| Aim of the exercise |
From the first entry to the last, copy the material exactly as it stands.

--- START ---

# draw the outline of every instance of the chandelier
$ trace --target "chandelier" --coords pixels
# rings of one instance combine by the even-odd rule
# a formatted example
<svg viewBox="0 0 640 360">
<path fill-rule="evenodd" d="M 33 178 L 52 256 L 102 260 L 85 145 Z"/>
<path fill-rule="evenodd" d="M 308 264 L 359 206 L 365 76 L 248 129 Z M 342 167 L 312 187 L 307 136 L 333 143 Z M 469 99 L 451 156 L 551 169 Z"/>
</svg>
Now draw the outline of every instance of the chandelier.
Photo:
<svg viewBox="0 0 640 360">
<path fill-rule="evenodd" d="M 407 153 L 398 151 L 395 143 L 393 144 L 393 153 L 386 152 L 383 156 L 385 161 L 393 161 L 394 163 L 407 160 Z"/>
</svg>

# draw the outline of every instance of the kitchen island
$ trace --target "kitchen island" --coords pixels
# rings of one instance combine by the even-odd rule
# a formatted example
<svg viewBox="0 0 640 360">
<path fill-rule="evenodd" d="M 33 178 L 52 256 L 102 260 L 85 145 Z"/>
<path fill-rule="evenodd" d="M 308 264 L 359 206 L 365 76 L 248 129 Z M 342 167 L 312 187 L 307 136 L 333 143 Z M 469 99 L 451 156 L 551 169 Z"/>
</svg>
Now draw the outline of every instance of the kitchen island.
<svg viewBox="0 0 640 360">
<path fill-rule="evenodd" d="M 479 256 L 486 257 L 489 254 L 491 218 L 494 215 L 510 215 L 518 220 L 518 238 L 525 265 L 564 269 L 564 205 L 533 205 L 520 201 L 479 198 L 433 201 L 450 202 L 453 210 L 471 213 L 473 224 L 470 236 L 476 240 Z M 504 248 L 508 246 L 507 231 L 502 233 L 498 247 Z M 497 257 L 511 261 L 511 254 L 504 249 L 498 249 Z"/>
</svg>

--- END ---

| Task solution |
# draw the outline of every instance of the chandelier
$ trace --target "chandelier" --coords pixels
# rings of one instance combine by the even-odd rule
# a formatted example
<svg viewBox="0 0 640 360">
<path fill-rule="evenodd" d="M 33 178 L 52 256 L 102 260 L 85 145 Z"/>
<path fill-rule="evenodd" d="M 308 264 L 359 206 L 365 76 L 248 129 Z M 342 167 L 312 187 L 307 136 L 333 143 Z M 469 99 L 451 156 L 551 169 Z"/>
</svg>
Now draw the outline of every instance of the chandelier.
Photo:
<svg viewBox="0 0 640 360">
<path fill-rule="evenodd" d="M 407 153 L 398 151 L 395 143 L 393 144 L 393 153 L 386 152 L 383 156 L 385 161 L 393 161 L 394 163 L 407 160 Z"/>
</svg>

# draw the outline of every instance of the kitchen island
$ trace --target "kitchen island" --coords pixels
# rings of one instance combine by the even-odd rule
# a formatted example
<svg viewBox="0 0 640 360">
<path fill-rule="evenodd" d="M 33 178 L 52 256 L 102 260 L 85 145 Z"/>
<path fill-rule="evenodd" d="M 308 264 L 359 206 L 365 76 L 248 129 Z M 342 167 L 312 187 L 307 136 L 333 143 Z M 469 99 L 451 156 L 551 169 Z"/>
</svg>
Now draw the outline of every instance of the kitchen island.
<svg viewBox="0 0 640 360">
<path fill-rule="evenodd" d="M 479 256 L 486 257 L 489 254 L 491 218 L 494 215 L 510 215 L 518 220 L 518 238 L 525 265 L 564 269 L 564 205 L 533 205 L 520 201 L 479 198 L 433 201 L 450 202 L 453 210 L 471 213 L 473 224 L 470 236 L 476 240 Z M 504 248 L 508 246 L 507 231 L 502 233 L 498 247 Z M 497 257 L 511 261 L 511 254 L 504 249 L 498 249 Z"/>
</svg>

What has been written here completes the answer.